## Image-grounded pointing data
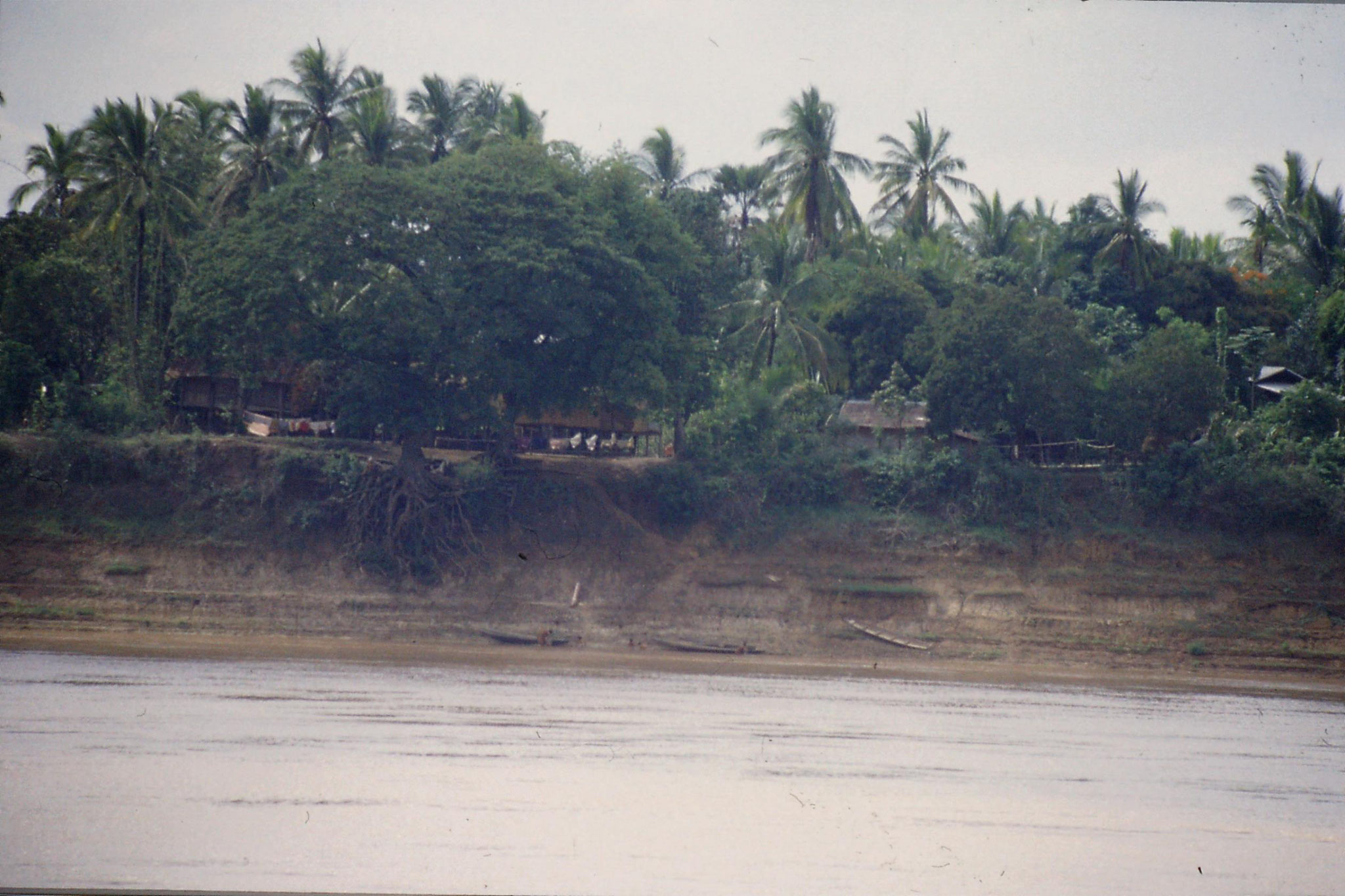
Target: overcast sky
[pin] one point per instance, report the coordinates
(1044, 98)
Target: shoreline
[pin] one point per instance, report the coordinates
(604, 660)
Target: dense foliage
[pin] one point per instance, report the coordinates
(452, 268)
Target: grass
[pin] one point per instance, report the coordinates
(125, 567)
(20, 610)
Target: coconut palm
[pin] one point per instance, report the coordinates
(129, 181)
(775, 301)
(1193, 247)
(61, 167)
(808, 171)
(257, 151)
(441, 109)
(914, 179)
(323, 92)
(747, 190)
(516, 119)
(1130, 244)
(993, 230)
(378, 136)
(663, 163)
(745, 187)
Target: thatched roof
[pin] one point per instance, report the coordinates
(1277, 381)
(599, 422)
(871, 416)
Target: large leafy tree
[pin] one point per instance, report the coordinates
(60, 165)
(1003, 360)
(1130, 244)
(879, 310)
(441, 109)
(1165, 390)
(663, 161)
(993, 230)
(430, 292)
(378, 135)
(810, 172)
(914, 179)
(745, 188)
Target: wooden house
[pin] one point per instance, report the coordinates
(866, 422)
(1271, 383)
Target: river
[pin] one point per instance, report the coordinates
(121, 773)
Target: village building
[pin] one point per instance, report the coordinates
(1273, 382)
(870, 423)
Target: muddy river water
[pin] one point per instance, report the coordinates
(328, 777)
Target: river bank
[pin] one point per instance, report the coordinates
(227, 544)
(590, 660)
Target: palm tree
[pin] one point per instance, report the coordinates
(914, 181)
(663, 163)
(993, 230)
(775, 301)
(1256, 219)
(257, 152)
(324, 91)
(204, 116)
(810, 172)
(128, 179)
(516, 119)
(1193, 247)
(61, 165)
(378, 136)
(1294, 219)
(745, 188)
(1321, 234)
(1132, 245)
(441, 110)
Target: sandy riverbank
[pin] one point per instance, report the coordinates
(599, 660)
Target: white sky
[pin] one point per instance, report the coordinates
(1044, 98)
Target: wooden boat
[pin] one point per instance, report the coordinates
(545, 637)
(885, 636)
(695, 647)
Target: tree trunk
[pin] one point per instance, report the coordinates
(412, 461)
(137, 289)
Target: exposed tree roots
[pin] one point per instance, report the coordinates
(409, 522)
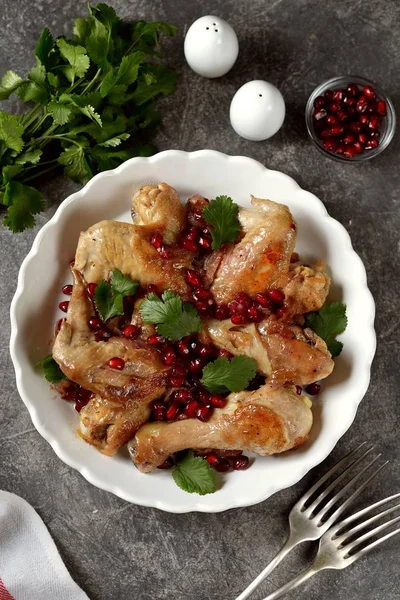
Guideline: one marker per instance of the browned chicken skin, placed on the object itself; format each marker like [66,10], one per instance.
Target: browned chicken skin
[265,421]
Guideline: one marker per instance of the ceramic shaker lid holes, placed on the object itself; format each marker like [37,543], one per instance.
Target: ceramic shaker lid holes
[257,110]
[211,46]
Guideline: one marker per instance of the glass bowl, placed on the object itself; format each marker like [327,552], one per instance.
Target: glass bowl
[387,128]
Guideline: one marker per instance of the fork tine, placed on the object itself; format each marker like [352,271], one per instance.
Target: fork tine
[334,483]
[352,497]
[327,475]
[373,545]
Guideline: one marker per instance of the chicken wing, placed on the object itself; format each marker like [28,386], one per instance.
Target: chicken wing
[261,259]
[265,421]
[282,352]
[159,206]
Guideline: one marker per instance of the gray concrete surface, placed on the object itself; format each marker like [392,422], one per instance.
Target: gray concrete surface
[118,551]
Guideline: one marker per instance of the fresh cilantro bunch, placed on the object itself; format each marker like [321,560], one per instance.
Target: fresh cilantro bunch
[109,296]
[328,322]
[92,98]
[173,318]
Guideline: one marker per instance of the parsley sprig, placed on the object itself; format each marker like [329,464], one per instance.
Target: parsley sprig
[329,322]
[92,97]
[50,368]
[173,318]
[109,296]
[193,474]
[222,215]
[225,375]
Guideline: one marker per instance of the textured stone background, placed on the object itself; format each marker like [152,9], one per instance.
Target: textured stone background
[115,550]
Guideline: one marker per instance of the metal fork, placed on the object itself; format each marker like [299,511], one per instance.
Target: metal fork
[310,520]
[338,550]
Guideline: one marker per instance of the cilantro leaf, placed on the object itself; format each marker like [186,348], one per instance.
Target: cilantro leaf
[223,375]
[23,202]
[122,284]
[10,82]
[174,320]
[51,370]
[328,322]
[109,296]
[222,215]
[193,474]
[11,131]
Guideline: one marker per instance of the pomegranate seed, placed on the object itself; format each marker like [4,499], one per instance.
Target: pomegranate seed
[276,296]
[102,335]
[164,252]
[95,323]
[172,411]
[176,381]
[369,92]
[193,278]
[319,114]
[358,147]
[331,120]
[157,240]
[222,312]
[342,116]
[155,339]
[254,314]
[218,401]
[116,363]
[130,332]
[191,409]
[195,365]
[92,289]
[362,104]
[350,152]
[381,108]
[319,102]
[183,348]
[240,463]
[202,294]
[238,319]
[169,357]
[355,127]
[313,389]
[167,464]
[64,305]
[193,234]
[374,122]
[189,245]
[204,413]
[204,397]
[349,139]
[352,89]
[338,95]
[330,144]
[222,466]
[372,144]
[243,299]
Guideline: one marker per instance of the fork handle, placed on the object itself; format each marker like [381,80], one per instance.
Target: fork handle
[291,585]
[286,548]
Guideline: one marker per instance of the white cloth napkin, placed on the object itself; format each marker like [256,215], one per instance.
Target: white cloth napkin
[30,565]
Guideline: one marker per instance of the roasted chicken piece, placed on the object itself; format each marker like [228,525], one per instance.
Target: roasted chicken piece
[265,421]
[282,351]
[125,394]
[261,259]
[159,206]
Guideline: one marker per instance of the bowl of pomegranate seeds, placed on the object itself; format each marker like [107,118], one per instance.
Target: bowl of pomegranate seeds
[350,118]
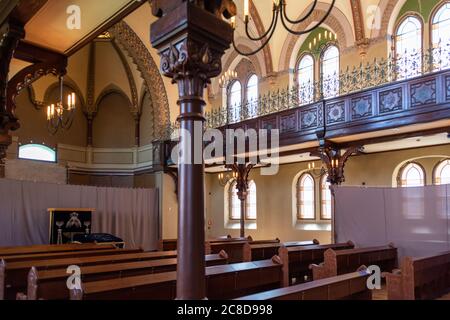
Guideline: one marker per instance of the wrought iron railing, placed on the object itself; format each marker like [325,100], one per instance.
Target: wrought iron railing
[362,77]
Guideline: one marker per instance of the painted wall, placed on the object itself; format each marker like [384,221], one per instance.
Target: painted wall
[113,126]
[275,196]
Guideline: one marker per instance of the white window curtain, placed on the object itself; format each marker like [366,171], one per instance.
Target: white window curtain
[306,79]
[130,214]
[409,48]
[378,216]
[441,37]
[330,72]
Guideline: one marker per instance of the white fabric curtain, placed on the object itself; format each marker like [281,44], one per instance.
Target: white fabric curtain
[416,220]
[130,214]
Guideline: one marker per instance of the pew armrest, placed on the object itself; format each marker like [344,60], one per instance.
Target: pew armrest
[318,271]
[21,296]
[2,279]
[394,284]
[76,294]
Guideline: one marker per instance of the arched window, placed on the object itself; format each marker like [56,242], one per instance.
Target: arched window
[306,79]
[412,175]
[441,37]
[251,201]
[37,152]
[442,173]
[235,100]
[325,197]
[234,204]
[252,95]
[408,47]
[306,197]
[330,72]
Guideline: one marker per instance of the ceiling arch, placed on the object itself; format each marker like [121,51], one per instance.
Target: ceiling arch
[337,22]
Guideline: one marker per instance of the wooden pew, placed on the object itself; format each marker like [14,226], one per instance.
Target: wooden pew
[344,287]
[2,280]
[51,284]
[222,282]
[296,260]
[22,250]
[171,244]
[346,261]
[257,251]
[420,278]
[16,272]
[66,254]
[235,249]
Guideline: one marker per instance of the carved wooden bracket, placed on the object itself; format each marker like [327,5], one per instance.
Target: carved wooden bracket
[242,171]
[173,173]
[335,161]
[10,35]
[44,62]
[219,8]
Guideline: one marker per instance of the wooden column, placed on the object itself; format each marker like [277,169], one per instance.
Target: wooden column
[191,41]
[242,170]
[10,34]
[90,129]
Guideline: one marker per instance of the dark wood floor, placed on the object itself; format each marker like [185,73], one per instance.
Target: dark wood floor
[382,295]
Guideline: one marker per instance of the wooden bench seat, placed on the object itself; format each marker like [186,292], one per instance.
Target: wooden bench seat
[66,254]
[344,287]
[16,272]
[171,244]
[296,260]
[235,249]
[51,284]
[256,251]
[222,282]
[346,261]
[420,278]
[22,250]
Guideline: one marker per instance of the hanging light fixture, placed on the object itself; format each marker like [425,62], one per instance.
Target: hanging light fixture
[60,115]
[224,178]
[279,14]
[227,78]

## ASSIGNMENT
Above are the records. Copy the lines beginning at the one that has "Guideline: one marker per instance of the parsley" and ending with the one that has "Guideline: one marker per instance of the pomegranate", unchanged.

## COMPLETED TASK
Guideline: one marker per instance of the parsley sprig, placed on the object itself; format each marker like [329,464], one per instance.
Target: parsley sprig
[329,322]
[92,97]
[50,368]
[173,318]
[109,296]
[193,474]
[222,215]
[225,375]
Guideline: one marker per instance of the textured stone background, placed on the object itself; format each marker like [152,9], one per instance.
Target: textured stone background
[115,550]
Guideline: one marker per instance of the metal fork, placed on the object itself; format each marker like [299,511], one per instance.
Target: metal fork
[310,520]
[338,550]
Guideline: one marker per instance of the cilantro leaf, placed on the object itself; format each marker like [186,348], one per instance.
Target: cilantro leaf
[223,375]
[23,202]
[122,284]
[10,82]
[174,320]
[51,370]
[328,322]
[109,296]
[222,215]
[193,474]
[11,131]
Guideline: one marker per instance of the pomegranate seed, placed on the object itself; format each marker like [4,499], one per instance.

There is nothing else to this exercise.